■ **Short task**: Without including any pictures, write out all the entries exactly.

── The data ──

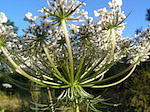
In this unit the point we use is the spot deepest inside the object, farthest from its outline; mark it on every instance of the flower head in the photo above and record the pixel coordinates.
(63, 10)
(28, 17)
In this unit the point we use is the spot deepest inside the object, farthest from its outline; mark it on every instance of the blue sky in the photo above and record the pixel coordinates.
(15, 10)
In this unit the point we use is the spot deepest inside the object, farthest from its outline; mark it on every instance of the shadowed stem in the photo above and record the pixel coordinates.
(69, 49)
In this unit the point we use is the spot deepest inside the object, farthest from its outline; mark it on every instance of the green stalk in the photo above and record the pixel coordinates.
(18, 69)
(69, 49)
(58, 75)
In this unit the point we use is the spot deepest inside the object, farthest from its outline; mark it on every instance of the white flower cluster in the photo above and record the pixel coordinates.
(112, 18)
(98, 43)
(28, 17)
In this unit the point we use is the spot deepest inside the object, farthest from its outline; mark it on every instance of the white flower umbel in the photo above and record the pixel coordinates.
(28, 17)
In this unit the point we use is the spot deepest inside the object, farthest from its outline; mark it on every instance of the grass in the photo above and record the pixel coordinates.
(11, 103)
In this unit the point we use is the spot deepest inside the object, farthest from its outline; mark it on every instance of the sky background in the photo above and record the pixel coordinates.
(15, 10)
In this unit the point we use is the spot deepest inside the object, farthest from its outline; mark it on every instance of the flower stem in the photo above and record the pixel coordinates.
(69, 49)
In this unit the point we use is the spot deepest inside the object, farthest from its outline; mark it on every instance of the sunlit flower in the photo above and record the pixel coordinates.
(63, 10)
(28, 17)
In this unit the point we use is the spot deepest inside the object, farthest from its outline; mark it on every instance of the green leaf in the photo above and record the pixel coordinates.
(3, 110)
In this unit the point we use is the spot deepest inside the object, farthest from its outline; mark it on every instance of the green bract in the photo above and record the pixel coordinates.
(70, 60)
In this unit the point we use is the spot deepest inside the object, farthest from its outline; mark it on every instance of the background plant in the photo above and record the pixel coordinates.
(68, 57)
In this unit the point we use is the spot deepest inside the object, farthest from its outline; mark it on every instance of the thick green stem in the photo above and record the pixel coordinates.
(76, 106)
(69, 49)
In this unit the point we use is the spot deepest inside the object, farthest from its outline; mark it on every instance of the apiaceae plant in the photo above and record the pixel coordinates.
(69, 57)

───

■ **Exercise output**:
In this unit the point we use is the spot deepest inside the object, farthest from its outline; mark it on every instance of the flower head in the photo above and record the pixel coordinates.
(63, 10)
(28, 17)
In this unit the point we use is the spot deepest inside the object, farthest from its outline; mark it on every instance of the blue sky in the photo above and record the pixel coordinates.
(15, 10)
In this unit the point we use is the spot deepest inside the object, farthest from its outline; mark it on every instance of the shadowed stem in the photo above and record the pixel coordinates.
(69, 49)
In this unit the point we use is the spot deepest inside the object, farthest from its outline; mark it on every instance of the green stalk in the photo above and record the pixel coordinates.
(18, 69)
(69, 49)
(58, 75)
In this unit the point we use is the spot deepest inside the object, farthest from its outline; mark it on every instance of the white flower cluster in the photo above and record the pixel coordinates.
(112, 18)
(98, 43)
(28, 17)
In this unit the point we use is the spot deepest inside the object, farthest from its outline; mark it on every instance of the white flower umbel in the photo above and record the pixel coordinates.
(28, 17)
In this unit the point we use is the spot deepest inside the object, farthest from its outline; mark it on every instance of the grass in the photo above and record the pixel coordinates.
(11, 103)
In this unit the point we use is the spot deepest inside the object, farthest from its outline; mark it on every instance of the sky background in the photo above and record the pixel coordinates.
(15, 10)
In this unit the point we use is the spot deepest inside the object, farthest from its outline; mark it on every instance of the flower stem in the photo above and record the pixel coordinates.
(69, 49)
In this unit the point we use is the spot deepest inside the object, farthest from its outline; mark it on every instance of the sunlit flower in the photo above and record the pixel coordinates.
(63, 10)
(28, 17)
In this unit the point we use is the spot deepest inside the object, farthest from its outline; mark it on every instance of the green leaf in the photo above and record the pixel coordinates.
(3, 110)
In this unit the point we use is the spot deepest inside the object, farthest from its outline; mark it on every instance of the green bract in the photo above and record the pixel coordinates.
(70, 60)
In this unit the point we use is the spot deepest inside the object, farthest from its outline; mark it on every instance of the background plant in the photo above and record the pixel coordinates.
(68, 57)
In this unit the point we use is the spot deepest inside the object, farthest from its outline; mark it on every instance of the thick green stem in the photo above and record the pixel coordinates.
(76, 106)
(69, 49)
In this unit the point we use is the spot deepest inside the object, farthest from its outline; mark it on every instance of the apiaceae plant in the photo above and record the pixel coordinates.
(69, 57)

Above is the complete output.